WRITTEN INSTRUCTION
Please reproduce the records below, changing every "evaluation set" to "test set" and leaving everything else the same. Omit the pictures from your answer.

____________________

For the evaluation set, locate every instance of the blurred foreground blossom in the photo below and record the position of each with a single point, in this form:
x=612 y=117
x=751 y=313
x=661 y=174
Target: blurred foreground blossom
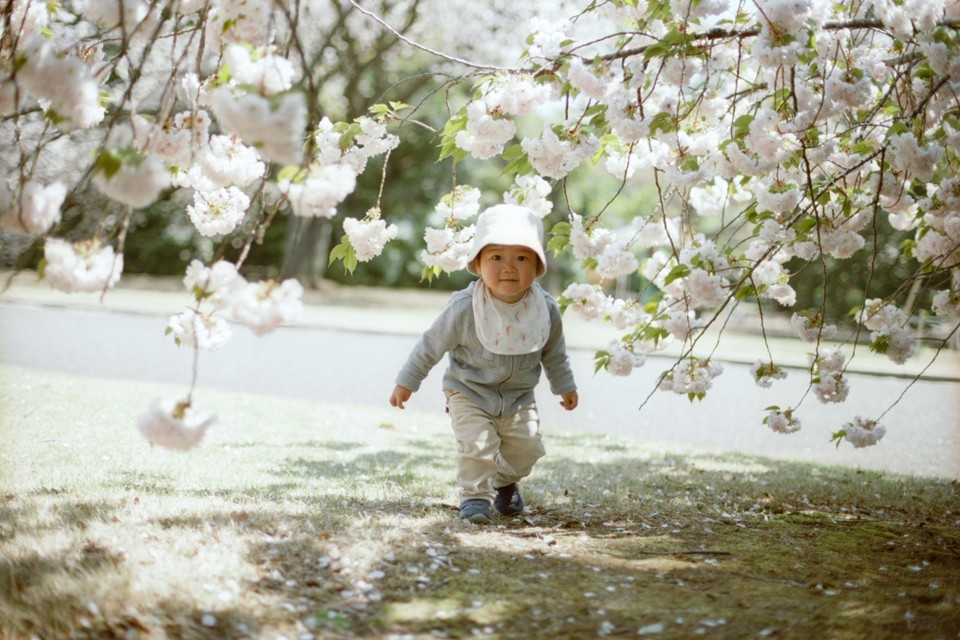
x=82 y=266
x=263 y=306
x=174 y=424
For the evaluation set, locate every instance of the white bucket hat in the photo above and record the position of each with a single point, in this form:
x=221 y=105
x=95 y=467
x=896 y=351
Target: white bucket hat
x=512 y=225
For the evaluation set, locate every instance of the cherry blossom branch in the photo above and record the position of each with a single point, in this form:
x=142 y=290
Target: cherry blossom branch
x=426 y=49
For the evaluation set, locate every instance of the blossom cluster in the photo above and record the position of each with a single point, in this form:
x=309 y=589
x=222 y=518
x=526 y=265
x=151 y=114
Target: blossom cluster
x=261 y=306
x=889 y=333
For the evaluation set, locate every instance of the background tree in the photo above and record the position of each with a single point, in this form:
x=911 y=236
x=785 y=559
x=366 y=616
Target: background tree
x=692 y=157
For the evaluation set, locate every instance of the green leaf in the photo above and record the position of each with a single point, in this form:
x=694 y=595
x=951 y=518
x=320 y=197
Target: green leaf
x=291 y=173
x=679 y=271
x=746 y=290
x=345 y=253
x=838 y=437
x=600 y=360
x=109 y=163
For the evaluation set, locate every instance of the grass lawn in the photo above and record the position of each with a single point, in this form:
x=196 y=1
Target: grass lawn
x=297 y=519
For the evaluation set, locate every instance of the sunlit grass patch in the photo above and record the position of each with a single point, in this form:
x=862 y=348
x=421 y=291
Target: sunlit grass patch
x=301 y=519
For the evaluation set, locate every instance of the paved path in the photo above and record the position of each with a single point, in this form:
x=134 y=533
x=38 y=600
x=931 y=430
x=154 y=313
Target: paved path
x=347 y=349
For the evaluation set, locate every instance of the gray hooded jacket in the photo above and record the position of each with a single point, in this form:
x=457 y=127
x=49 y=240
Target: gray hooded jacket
x=499 y=384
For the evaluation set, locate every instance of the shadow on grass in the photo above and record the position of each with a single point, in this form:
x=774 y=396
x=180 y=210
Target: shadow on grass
x=672 y=545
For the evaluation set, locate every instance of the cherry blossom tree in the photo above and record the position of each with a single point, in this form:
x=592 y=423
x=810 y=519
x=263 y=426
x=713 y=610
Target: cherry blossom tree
x=778 y=137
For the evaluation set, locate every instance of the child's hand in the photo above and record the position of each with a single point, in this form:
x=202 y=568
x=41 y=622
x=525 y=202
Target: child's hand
x=399 y=396
x=569 y=401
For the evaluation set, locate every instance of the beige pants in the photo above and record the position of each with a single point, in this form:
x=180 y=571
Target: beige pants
x=494 y=451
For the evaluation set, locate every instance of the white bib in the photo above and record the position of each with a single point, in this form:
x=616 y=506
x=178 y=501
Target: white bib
x=511 y=329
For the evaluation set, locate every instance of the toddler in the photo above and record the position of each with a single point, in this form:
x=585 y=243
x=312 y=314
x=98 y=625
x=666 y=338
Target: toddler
x=497 y=333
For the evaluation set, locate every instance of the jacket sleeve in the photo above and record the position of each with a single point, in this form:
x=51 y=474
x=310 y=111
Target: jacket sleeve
x=442 y=336
x=554 y=358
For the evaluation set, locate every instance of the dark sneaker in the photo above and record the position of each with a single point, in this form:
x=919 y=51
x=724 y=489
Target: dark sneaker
x=509 y=502
x=476 y=511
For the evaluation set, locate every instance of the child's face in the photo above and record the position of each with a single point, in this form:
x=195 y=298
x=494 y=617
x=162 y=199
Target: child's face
x=507 y=270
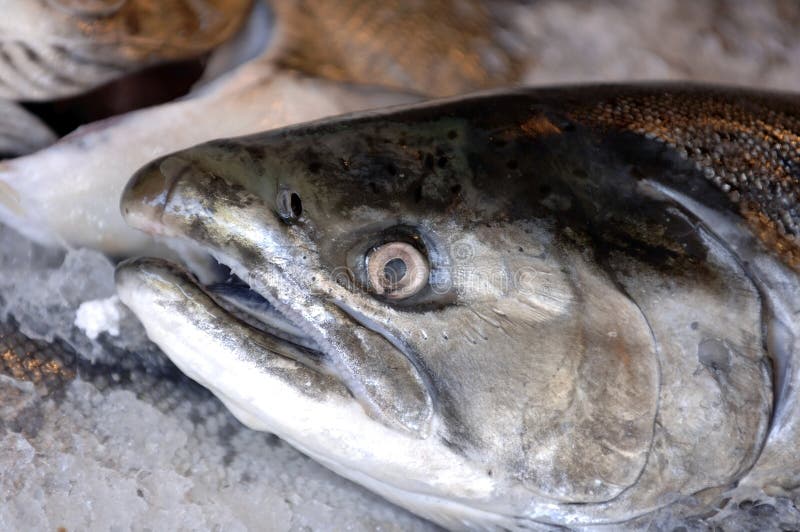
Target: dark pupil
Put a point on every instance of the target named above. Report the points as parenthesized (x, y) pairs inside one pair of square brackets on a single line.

____________________

FINISHED ANSWER
For the test set, locate every instance of the blurred foreground blossom in the photo below and record the position of each with a single point, in this form:
x=612 y=117
x=751 y=313
x=661 y=174
Target: blurred foreground blossom
x=82 y=266
x=263 y=306
x=174 y=424
For the test set, locate every instance of the white bucket hat in the photo above and record the position of each with a single point, in this form:
x=221 y=105
x=95 y=467
x=896 y=351
Target: white bucket hat
x=512 y=225
For the test set, locate every instance of the cherry blossom branch in the photo above and record the position of each with a single point, in this form:
x=142 y=290
Target: cherry blossom branch
x=426 y=49
For the test set, locate every instance of the blossom cluster in the photo above and record the position of each with a single point, in this form:
x=309 y=589
x=222 y=518
x=526 y=265
x=151 y=114
Target: blossom cluster
x=261 y=306
x=889 y=333
For the test set, locate every instance of the background tree in the photo above and record the position of each with a single point, in this form:
x=911 y=236
x=785 y=559
x=366 y=616
Target: background tree
x=692 y=157
For the test set, locate every instance of the green leaf in the photo above and record the position of each with a single point, in this form:
x=694 y=595
x=951 y=518
x=320 y=197
Target: green leaf
x=291 y=173
x=679 y=271
x=746 y=290
x=345 y=253
x=838 y=437
x=600 y=360
x=109 y=163
For the test set, locate every instance of the grass lawn in the photo above and record the position of each with a single point, in this form:
x=196 y=1
Target: grass lawn
x=297 y=519
For the test set, locate every instance of the sunlit grass patch in the photo above and record the position of each with a single point, in this form:
x=862 y=348
x=421 y=291
Target: sunlit grass patch
x=301 y=519
For the test set, locate every instance of the paved path in the photo above and record the position of each with a single point, in this form:
x=134 y=533
x=38 y=600
x=931 y=430
x=154 y=313
Target: paved path
x=347 y=349
For the test set, locate every instance of the gray hooded jacket in the photo above and record the position of each with a single point, in this form:
x=457 y=127
x=49 y=240
Target: gray hooded jacket
x=499 y=384
For the test set, locate every instance of the shadow on grass in the photo above and record the position of each with a single point, in this form:
x=774 y=396
x=180 y=210
Target: shadow on grass
x=672 y=545
For the test set, locate every instance of the cherry blossom tree in the photo above and record the position of each with a single point, in this form:
x=592 y=423
x=810 y=519
x=263 y=426
x=713 y=610
Target: cherry blossom tree
x=778 y=137
For the test set, locate every instance of the child's hand in the photo above and record the position of each with a single point, in this form:
x=202 y=568
x=41 y=622
x=525 y=202
Target: child's hand
x=399 y=396
x=569 y=401
For the test set, locate every instance of the beige pants in the photo above and record the position of each with a single point, in this form:
x=180 y=571
Target: beige pants
x=494 y=451
For the test set, locate every instance of the white bib in the photo above and record the position of each with a single point, in this form:
x=616 y=506
x=178 y=501
Target: white bib
x=511 y=329
For the test set, locate every instance of the toddler in the photo above and record the position of each with a single point, in this form:
x=585 y=243
x=312 y=314
x=98 y=625
x=666 y=338
Target: toddler
x=497 y=333
For the test set, locate every instance of the jacket sleeve in the photo above and record the position of each with a single point, in this form:
x=51 y=474
x=310 y=111
Target: jacket sleeve
x=442 y=336
x=554 y=358
For the test set, locate every instance of the dark sneaker in the photo above and record the position of each with a single point, in this form:
x=919 y=51
x=724 y=489
Target: dark sneaker
x=509 y=502
x=476 y=511
For the test set, locate every instance of the child's face in the photo above and record the position of each with a single point, in this form:
x=195 y=298
x=494 y=617
x=162 y=199
Target: child's face
x=507 y=270
Target: dark pupil
Put a point on every instance of the target named above. Report the points as parenthesized (x, y) pairs inside one pair of square brackets on a single line.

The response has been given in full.